**PASSAGE SHOWN**

++++++

It’s 8 pm and I am exhausted on so many levels and it feels hard to sit and reflect in the world of COVID-19. There is a quote from Rumi that sits on a post-it on my laptop. The quote is “Out beyond the idea of wrong doing and right doing, there is a field, I will meet you there.” This has been a guiding thought for me in the last year as I wrestle with the concept of good and bad in leadership and impact and change-making. And so reading that, I am settled into the question of what I have learned about the “how” and the “why” of leadership in the last year. Learnings on the How: The usual transitions between work and home have disappeared in the last two months, and I only now realize the sanctity that those transitions were. As COVID-19 continues to upend our communities, our businesses and organizations, our homefronts, those unrecognized rituals trigger yearning. My four year old screams loudly as I am on a big strategic call, I cringe and then I drop my shoulders and embrace the moment to be my full self, to be authentic and vulnerable in all of this. Simply put I don’t pretend that I’ve got it all together, even to potential investors. The last two months have been chaotic and scary as I scramble with my teams to figure out how to keep things going and keep people safe. In all of this, it has been when I am vulnerable and real about the unknown that the way opens to figure it out and to see interesting new opportunities. My leadership journey over the last year has been grounded in the concept of “yes and.” And so I have a list of all the challenges to figure out on one side of my desk and a list called “weird upsides of COVID-19” on the other. I sit comfortably in this seeming paradox and I can feel in my gut that sitting in that paradox is the brave thing to do. This comfort stands out to me as a new comfort in myself, realized in the last year. I think I used to be scared of being positive and not respecting the trauma and harm in our world.

++++++

**AIM OF THE TASK**
Which words and phrases appear inside quotation marks in the leadership reflection? List every one.

++++++

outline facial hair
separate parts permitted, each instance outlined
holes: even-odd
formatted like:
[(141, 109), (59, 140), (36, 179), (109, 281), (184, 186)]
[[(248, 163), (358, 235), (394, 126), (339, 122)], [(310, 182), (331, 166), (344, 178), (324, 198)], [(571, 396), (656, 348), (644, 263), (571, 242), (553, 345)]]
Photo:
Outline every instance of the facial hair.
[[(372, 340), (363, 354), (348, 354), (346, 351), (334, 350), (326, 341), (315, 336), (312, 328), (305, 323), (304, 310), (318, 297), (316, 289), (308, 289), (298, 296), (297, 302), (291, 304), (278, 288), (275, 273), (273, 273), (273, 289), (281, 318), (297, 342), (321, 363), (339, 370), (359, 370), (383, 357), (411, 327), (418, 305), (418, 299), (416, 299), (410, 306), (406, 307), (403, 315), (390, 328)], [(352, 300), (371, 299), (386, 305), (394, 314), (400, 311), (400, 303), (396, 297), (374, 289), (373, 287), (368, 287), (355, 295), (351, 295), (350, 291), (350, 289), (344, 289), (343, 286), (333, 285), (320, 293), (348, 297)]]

++++++

**OUTPUT OF THE TASK**
- "Out beyond the idea of wrong doing and right doing, there is a field, I will meet you there."
- "how"
- "why"
- "yes and."
- "weird upsides of COVID-19"